Exercise goal. Every entry below needs to be copied exactly.

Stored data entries
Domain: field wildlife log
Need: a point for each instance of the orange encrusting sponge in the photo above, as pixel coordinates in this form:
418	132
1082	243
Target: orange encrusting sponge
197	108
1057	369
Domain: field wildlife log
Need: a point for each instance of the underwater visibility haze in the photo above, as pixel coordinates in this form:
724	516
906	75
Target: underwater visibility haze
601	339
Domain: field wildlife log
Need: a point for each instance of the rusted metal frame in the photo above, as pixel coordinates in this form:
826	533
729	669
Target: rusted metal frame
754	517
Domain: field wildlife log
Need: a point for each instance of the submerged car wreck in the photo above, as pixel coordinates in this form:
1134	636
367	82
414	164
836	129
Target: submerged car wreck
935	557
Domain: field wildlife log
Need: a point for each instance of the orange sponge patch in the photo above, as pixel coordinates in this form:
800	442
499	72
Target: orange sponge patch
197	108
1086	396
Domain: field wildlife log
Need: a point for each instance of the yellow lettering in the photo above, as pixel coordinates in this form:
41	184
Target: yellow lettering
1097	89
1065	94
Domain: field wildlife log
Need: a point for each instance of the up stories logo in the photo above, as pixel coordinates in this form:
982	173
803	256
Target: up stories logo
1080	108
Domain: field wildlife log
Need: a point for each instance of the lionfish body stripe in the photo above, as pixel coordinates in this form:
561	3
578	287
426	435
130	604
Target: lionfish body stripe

Output for this exercise.
Domain: field wildlife log
Need: a point for each instance of the orange encrusting sponge in the photo above, as pixel coordinates in this form:
418	132
1082	243
Target: orange encrusting sponge
197	108
1057	369
Domain: field wildlife log
Need: a point for each instance of the underwater visibility haze in the photo above, as pixel coordinates in this form:
724	516
906	75
Target: underwater visibility haze
601	339
Domain: field wildlife log
Need: a point for each instance of the rusted metal frame in the photo above, as pixel coordinates in this form:
826	533
729	669
Target: rusted metal frame
754	517
Domain: field wildlife log
Need: a point for each instance of the submerged car wreck in the photo above, as pixel coordinates in this form:
1134	636
367	82
414	164
836	129
Target: submerged car wreck
935	557
Domain: field wildlife log
Need: a point for each instance of the orange sponge patch in the photo above, as pixel coordinates in this form:
800	442
499	72
Target: orange sponge patch
197	108
1086	396
Domain: field wildlife log
Need: a point for each instance of the yellow lettering in the photo above, as pixel coordinates in this form:
41	184
Target: yellow lettering
1097	89
1065	94
Domain: field wildlife log
Need: a point for each instance of the up stories logo in the photo above, as pixel coordinates in this form:
982	173
803	256
Target: up stories logo
1080	108
Domain: field wildlife log
Need: a point for each instance of the lionfish body stripe in the photo above, as pixel coordinates in this form:
561	3
578	287
426	435
130	604
Target: lionfish body stripe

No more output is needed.